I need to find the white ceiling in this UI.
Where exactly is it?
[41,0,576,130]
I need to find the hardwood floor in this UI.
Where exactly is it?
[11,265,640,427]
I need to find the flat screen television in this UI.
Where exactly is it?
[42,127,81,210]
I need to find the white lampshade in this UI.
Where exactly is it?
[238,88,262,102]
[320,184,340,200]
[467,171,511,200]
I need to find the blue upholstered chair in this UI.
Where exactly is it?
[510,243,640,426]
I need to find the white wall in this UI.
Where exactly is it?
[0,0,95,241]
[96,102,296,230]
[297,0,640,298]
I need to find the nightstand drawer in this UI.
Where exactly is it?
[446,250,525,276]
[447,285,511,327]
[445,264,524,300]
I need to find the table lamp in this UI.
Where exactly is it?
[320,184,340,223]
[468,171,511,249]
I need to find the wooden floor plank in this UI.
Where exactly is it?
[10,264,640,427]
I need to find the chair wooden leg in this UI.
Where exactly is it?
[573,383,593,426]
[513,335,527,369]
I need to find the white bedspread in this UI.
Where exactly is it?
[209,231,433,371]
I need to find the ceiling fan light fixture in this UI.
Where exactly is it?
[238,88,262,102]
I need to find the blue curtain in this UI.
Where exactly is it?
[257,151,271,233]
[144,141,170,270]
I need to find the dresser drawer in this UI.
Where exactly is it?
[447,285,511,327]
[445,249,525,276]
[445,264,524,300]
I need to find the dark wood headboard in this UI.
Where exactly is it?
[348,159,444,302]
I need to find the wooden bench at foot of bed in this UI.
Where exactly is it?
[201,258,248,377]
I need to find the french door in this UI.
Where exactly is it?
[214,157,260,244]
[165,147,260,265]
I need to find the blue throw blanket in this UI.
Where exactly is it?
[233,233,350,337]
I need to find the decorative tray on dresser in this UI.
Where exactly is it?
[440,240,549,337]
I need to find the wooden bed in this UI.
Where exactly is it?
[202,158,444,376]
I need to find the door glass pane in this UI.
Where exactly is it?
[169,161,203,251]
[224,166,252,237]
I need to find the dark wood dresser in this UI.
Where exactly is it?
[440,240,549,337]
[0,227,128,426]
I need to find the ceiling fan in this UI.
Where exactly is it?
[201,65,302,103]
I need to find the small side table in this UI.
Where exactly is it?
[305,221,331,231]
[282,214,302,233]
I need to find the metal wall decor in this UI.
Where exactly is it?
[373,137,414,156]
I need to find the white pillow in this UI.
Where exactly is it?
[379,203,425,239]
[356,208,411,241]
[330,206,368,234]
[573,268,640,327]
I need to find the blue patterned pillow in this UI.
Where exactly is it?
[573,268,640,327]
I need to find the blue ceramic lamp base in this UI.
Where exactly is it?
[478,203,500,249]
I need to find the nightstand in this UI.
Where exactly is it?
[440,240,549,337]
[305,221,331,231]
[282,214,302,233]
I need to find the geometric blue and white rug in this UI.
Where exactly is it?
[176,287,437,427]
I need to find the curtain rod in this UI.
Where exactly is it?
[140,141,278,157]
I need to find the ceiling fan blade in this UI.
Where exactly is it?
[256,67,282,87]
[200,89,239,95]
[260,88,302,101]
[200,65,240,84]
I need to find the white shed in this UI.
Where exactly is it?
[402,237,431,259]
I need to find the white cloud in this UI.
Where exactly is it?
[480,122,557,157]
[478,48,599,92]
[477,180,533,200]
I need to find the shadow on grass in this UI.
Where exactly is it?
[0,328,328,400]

> [Goal]
Starting at the line that has "I need to find the curtain rod in this UI." and running through the end of the records, write those lines out again with "shed" swapped for "barn" and nothing else changed.

> [Written response]
I need to find the curtain rod in this UI.
Where exactly is it?
[140,141,278,157]
I need to find the ceiling fan blade in this UI.
Where exactly is it?
[256,67,282,87]
[200,89,239,95]
[260,88,302,101]
[200,65,240,84]
I need to find the white barn in this UI.
Where exactly is it?
[402,237,431,259]
I need to find the white cloud in this UI.
Where exactly is it?
[480,122,557,157]
[478,48,599,92]
[477,180,533,200]
I need to find the shadow on grass in this UI.
Where exactly is it?
[0,328,328,400]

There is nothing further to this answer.